[ASSIGNED TASK 1]
According to the blog post "Keep Moving," what was the research paper for the yoga therapy program about?
[ASSIGNED TASK 2]
Using the blog post "Keep Moving," explain why the writer calls the research paper's topic near and dear to the writer's heart.
[ASSIGNED TASK 3]
Rewrite the paragraph of the blog post "Keep Moving" that begins "My left brain thrives on order" as a short list.

[TEXT EXCERPT]
- - - - - - -
Tuesday, September 27, 2016

Keep Moving

Damn. That perfectionism almost had me again at the title, its stuttering, start/stop, but mostly stop response to my aching desire to write these words. 

It is not without hesitation, or fear, or doubt that I write this. I have not transcribed a written word of my own, truly my own in four months, four achingly long, brutal, beautiful, harsh, confusing months.

The only words written from pen to paper have been notes scribbled in my notebook from the grueling hours of yoga therapy training the past 8 months...wow that took some thought tracking how long of a process this current undertaking has been. 

It's that annoying pause in my brain, that itch to scratch, to recalculate or reassess something, an innovative yet painstakingly ritualistic method to distract my mind from the here and now.

It's irritatingly familiar the anxiety and obsessive tendencies that set in almost instantaneously, begging me to retreat into their distractive allure. I'm not sure if I'm making myself clear. In fact, I probably am downright confusing. 

But, this is my mind, right now, post-research paper writing for my yoga therapy program. I was writing a paper about yoga therapy and its effectiveness in addiction treatment, a topic near and dear to my heart, as I have personally struggled with food addictions, disordered eating, exercise addiction and other compulsive addictions. 

Yet again, the left part of my brain, thoroughly enjoyed stealing the show. Meanwhile, my creative, right brain, sat back yawning and twiddling her bedazzled thumbs. 

She wondered when she would finally be set free, free to wander, to roam, to galvanize my attention into something more captivating than the daily routine (side note: she is singing right now and laughing a joyous laugh at my feeble attempts in captivating her raw, expressive nature).

These parts of me are still not quite sure of the other: left and right, masculine and feminine, mind and body; sometimes, in a mere stroke of brilliance, clear thinking or inspiration, their paths cross. And, weirdly enough, they sometimes merge into coherent ideas, nothing like this blog post mind you. 

My left brain thrives on order, completion, perfection, symmetry, linear thinking, but also guilt. If it had its way, this blog post would have proceeded fairly directly to the point. 

But, what is the point? How can I summarize the past few months when the mere experiences can not be captured even in words of my own?

I suppose my life is continuing to unfold in weirdly, unimaginable, yet sometimes predictable ways. I am 25-years young and just when I think I know where things are going....Bam! And, no that wasn't a bus.
- - - - - - -
[DATASET CONTENT]
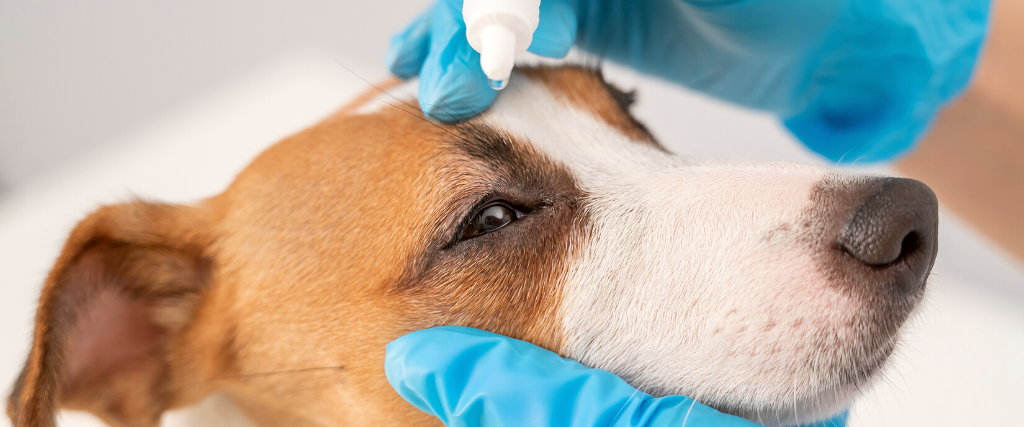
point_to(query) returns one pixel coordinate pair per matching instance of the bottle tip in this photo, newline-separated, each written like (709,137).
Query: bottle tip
(498,84)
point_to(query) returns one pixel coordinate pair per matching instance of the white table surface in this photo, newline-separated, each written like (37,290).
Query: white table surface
(962,363)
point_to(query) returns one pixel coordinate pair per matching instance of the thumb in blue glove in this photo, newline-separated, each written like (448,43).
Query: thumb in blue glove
(472,378)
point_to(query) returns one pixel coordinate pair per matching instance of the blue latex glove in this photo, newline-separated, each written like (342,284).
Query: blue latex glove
(472,378)
(852,79)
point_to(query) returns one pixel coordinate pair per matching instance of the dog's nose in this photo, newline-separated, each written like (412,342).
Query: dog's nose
(896,224)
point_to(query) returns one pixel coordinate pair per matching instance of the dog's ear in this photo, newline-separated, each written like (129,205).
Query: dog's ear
(130,278)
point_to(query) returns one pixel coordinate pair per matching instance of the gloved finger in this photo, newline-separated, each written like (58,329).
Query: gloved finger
(453,87)
(472,378)
(556,30)
(409,48)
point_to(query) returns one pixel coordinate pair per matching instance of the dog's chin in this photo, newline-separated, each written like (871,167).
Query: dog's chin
(809,402)
(794,411)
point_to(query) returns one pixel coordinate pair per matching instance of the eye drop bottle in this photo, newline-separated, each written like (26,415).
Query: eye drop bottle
(500,30)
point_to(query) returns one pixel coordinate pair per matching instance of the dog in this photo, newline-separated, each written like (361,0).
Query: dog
(770,291)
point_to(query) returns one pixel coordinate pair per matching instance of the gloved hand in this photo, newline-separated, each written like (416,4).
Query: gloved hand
(852,79)
(472,378)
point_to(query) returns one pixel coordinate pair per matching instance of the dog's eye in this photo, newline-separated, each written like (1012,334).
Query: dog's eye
(489,218)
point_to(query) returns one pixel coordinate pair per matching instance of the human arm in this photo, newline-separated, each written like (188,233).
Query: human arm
(853,80)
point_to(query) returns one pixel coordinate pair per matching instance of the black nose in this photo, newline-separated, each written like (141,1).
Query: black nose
(898,223)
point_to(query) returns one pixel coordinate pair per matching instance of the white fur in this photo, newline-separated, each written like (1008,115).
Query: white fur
(682,275)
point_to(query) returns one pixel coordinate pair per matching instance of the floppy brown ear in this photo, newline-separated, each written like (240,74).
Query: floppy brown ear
(130,278)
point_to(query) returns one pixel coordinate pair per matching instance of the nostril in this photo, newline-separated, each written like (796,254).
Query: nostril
(898,220)
(910,244)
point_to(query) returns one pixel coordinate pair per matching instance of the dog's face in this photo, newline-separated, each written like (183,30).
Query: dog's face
(770,291)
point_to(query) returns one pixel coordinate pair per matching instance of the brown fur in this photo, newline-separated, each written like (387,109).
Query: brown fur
(284,290)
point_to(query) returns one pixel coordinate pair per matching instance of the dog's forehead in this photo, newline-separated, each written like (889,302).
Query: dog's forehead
(576,118)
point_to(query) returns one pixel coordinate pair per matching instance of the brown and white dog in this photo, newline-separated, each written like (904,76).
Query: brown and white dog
(771,291)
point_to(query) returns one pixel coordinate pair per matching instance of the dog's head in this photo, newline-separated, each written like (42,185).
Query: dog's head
(771,291)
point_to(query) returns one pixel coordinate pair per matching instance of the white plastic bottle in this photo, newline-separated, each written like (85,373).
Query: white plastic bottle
(500,30)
- - - - - - -
[TASK SOLUTION 1]
Yoga therapy and its effectiveness in addiction treatment.

[TASK SOLUTION 2]
The writer has personally struggled with food addictions, disordered eating, exercise addiction and other compulsive addictions. That makes the topic, yoga therapy in addiction treatment, a personal one.

[TASK SOLUTION 3]
- The left brain thrives on order, completion, perfection, symmetry, linear thinking and guilt.
- If it had its way, the blog post would have gone fairly directly to the point.